| Fragmento extraído |
=-=-=
En enero de 1901 se acabó de construir un cobertizo en el
que se abrió una taberna llamada La Tranquilidad, situada en la esquina de
la avenida del Paralelo con la calle Conde del Asalto (ahora Nou de la Rambla),
que hacia 1910 se trasladó al número 69 de la Avenida del Paralelo, al lado del
actual teatro Victoria.
Desde principios de siglo varios cafés del Paralelo,
especialmente el café Español y La Tranquilidad, se habían
convertido en punto de encuentro habitual de anarquistas y sindicalistas, en
cuyas mesas circulaban noticias y rumores, se discutían las respuestas armadas
a los últimos ataques del Libre, Capitanía y la patronal, o se conspiraba
clandestinamente. En las terrazas contiguas de los cafés Español, Concert
Sevilla, Paralelo y Rosales, en la gran acera de la avenida Paralelo
desde el número 64 al 80, entre las calles Ronda Sant Pau y Abad Safont, se
debatía todo lo humano y divino, a menudo sin más trascendencia que el
acaloramiento de la discusión entre hombres encendidos por sus ideales. Justo
en la acera de enfrente, en el café La Tranquilidad, hallaban cobijo las
ideologías más extremistas y se planificaba desde las respuestas más adecuadas
a los ataques patronales hasta una insurrección armada o una huelga general. La
paradoja del nombre del café-taberna con la realidad del ambiente que
respiraban sus parroquianos no podía ser más radical, pues las continuas
peleas, trifulcas, discusiones políticas, registros de la policía a la busca de
elementos peligrosos o infractores del orden público, que a menudo acaban en
tiroteo, no podían dar un mentís más sonoro al tan beatífico como inapropiado
nombre del bar La Tranquilidad.
=-=-=
| Información proporcionada |

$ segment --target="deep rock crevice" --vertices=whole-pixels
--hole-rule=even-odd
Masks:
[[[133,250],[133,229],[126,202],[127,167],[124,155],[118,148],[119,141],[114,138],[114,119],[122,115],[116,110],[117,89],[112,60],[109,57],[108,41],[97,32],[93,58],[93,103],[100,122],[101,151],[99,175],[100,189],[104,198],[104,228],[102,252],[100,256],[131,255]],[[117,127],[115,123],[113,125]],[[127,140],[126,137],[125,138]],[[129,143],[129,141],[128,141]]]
=-=-=
| La tarea |
Prolonga el texto sobre el café La Tranquilidad del Paralelo a partir de su última oración.

| Respuesta al problema |
De 1917 a 1923, durante los años más duros del pistolerismo entre la patronal y los sindicalistas del
único, eran frecuentes las rifas de “pipas” entre la clientela. La “pipa” no
era un útil de madera para fumar, sino una Star para defenderse de los asesinos
del Libre y de la policía de Martínez Anido. También era posible comprar una
pistola por cuarenta y cinco pesetas que, en casos de confianza y necesidad
inmediata, podía adquirirse a plazos de una peseta a la semana. Existía una
provisión casi inagotable de Stars, fabricadas durante los años de la Gran
Guerra para proveer al ejército francés, que a causa del descontrol del
gobierno habían surtido abundantemente un próspero mercado negro. La pistola
semiautomática Star, conocida como “la sindicalista” era la utilizada por los
obreros del Sindicato Único (CNT), mientras la “Browning” era la predominante
entre los asesinos del Sindicato Libre, el Somatén, las bandas parapoliciales y
la policía, sin que estuviera demasiado claro los límites entre unos y otros,
coordinados todos ellos por Capitanía y el jefe de policía, y generosamente
financiados por la patronal, en un clarísimo y descarado ejercicio de terrorismo
de Estado, que alcanzó su máxima expresión en la práctica habitual de la “ley
de fugas”.
La denominada ley de fugas consistía en acribillar a balazos
a los prisioneros que se trasladaba o liberaba de la cárcel, excusándose en la
fuga o provocación de los detenidos, e incluso en una sarcástica “ignorancia”
de lo acaecido a las puertas de la prisión a los obreros que acababan de salir
“libres” a la calle.
La Federación Patronal y el Fomento del Trabajo financiaron
el terrorismo antiobrero que organizó el general Milans desde Capitanía,
movilizando una legión de confidentes que elaboraron el fichero del capitán
Lasarte, donde se recogía toda la información posible sobre los obreros que
habían de ser controlados o eliminados.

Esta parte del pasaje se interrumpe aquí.